::: SOURCE MATERIAL :::
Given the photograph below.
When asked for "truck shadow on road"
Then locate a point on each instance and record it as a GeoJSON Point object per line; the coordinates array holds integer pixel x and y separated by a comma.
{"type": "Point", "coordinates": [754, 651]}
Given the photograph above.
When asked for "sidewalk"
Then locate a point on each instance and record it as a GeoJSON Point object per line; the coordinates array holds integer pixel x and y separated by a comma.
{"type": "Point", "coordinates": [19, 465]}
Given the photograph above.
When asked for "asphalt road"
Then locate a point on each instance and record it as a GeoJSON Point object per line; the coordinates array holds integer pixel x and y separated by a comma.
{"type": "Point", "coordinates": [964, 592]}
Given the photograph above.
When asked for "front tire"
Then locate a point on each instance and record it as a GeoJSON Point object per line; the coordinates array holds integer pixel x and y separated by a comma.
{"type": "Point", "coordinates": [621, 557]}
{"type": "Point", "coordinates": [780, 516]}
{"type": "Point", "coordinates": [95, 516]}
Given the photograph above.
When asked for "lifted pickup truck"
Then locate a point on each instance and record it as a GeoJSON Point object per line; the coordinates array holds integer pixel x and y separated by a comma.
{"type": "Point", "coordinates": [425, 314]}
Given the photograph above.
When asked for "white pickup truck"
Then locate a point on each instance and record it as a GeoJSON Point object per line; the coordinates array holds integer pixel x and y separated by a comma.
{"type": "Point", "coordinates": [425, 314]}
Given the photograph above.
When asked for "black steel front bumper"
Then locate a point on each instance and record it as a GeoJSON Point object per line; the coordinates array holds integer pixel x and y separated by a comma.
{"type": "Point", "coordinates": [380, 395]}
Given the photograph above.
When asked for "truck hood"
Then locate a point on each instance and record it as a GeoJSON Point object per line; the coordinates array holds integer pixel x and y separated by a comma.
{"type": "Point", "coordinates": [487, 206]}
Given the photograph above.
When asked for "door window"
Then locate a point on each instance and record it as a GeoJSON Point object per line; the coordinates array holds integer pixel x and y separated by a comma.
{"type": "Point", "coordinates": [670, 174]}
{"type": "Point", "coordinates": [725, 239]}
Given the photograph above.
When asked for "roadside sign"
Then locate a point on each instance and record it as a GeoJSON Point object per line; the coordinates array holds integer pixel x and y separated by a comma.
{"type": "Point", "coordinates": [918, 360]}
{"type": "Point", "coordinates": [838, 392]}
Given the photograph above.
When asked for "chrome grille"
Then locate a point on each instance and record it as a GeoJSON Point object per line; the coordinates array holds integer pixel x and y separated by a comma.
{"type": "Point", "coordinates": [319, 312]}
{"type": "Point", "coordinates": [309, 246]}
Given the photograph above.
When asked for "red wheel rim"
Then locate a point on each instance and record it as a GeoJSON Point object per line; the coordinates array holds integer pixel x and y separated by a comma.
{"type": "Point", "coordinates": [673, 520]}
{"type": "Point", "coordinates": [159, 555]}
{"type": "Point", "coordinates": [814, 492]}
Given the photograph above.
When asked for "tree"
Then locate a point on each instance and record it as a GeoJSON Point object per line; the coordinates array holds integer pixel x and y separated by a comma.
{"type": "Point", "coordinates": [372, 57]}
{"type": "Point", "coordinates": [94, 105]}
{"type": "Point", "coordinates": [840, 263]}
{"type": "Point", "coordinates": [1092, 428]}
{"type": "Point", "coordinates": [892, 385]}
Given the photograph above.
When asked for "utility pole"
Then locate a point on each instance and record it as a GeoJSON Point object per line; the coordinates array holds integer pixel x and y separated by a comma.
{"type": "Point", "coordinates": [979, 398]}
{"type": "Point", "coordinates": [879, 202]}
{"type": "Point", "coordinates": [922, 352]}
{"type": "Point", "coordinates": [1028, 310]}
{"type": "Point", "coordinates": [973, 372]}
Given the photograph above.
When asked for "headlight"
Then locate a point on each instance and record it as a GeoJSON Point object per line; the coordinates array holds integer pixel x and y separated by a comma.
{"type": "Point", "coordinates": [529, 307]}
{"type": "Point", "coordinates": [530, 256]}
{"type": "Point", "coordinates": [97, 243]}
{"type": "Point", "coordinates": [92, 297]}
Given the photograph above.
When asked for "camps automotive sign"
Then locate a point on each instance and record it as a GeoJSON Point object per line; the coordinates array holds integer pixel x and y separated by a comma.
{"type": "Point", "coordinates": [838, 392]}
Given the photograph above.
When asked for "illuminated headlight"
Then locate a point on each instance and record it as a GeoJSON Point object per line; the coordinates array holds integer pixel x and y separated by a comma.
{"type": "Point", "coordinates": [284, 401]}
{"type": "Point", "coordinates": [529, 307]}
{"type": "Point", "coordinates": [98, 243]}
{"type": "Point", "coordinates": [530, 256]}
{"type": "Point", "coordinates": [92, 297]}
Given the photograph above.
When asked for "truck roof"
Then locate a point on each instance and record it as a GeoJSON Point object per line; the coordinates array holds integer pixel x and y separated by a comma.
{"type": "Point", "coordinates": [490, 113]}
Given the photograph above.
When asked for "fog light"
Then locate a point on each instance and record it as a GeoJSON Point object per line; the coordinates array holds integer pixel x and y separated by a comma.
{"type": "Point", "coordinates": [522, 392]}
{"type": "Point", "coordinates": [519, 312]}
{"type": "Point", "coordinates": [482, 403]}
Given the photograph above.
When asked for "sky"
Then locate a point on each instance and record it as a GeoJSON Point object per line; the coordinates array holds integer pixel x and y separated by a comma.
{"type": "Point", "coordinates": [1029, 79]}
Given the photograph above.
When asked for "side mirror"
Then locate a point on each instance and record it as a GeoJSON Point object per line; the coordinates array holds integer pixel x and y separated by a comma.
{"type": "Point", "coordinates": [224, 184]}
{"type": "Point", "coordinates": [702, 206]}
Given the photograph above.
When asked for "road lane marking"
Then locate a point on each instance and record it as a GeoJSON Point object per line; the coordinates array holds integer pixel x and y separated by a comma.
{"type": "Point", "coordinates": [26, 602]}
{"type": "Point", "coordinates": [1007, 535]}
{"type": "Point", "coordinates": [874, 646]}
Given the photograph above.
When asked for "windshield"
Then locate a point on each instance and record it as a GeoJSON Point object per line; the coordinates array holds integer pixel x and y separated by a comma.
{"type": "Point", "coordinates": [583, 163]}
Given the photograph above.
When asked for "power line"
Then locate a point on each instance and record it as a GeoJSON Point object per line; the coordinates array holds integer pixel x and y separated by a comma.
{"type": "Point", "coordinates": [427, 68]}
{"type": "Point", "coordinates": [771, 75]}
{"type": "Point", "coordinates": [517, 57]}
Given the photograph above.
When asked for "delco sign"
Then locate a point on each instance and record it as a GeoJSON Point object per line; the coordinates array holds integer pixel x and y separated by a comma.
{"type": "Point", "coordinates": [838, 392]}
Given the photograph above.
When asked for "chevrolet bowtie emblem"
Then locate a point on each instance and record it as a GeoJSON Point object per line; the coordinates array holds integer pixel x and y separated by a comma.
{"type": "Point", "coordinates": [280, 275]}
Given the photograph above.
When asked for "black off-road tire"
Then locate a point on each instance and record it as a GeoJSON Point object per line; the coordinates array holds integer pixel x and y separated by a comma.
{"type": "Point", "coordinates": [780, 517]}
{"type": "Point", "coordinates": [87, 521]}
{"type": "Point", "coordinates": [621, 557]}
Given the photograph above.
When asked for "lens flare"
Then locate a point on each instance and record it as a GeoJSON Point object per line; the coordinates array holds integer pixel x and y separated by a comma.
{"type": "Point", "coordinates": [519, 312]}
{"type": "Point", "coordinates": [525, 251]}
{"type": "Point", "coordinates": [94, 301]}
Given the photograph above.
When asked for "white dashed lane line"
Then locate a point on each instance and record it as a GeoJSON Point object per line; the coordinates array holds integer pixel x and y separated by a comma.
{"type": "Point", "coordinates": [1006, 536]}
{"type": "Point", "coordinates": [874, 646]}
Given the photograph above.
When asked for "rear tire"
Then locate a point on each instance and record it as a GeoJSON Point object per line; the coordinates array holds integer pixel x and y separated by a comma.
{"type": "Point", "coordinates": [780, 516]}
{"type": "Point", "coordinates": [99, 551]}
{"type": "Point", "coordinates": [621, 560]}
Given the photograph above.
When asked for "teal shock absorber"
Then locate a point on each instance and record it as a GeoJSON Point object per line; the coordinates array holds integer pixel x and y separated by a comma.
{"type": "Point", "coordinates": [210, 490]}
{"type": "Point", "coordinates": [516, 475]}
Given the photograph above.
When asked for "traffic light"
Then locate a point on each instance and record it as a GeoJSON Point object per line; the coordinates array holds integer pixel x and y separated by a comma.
:::
> _TASK STATEMENT_: Pick out every line of the records that contains the word "white" and copy each one.

> _OUTPUT OF THE TASK_:
When asked for "white pickup truck"
When asked for "white dashed lane line"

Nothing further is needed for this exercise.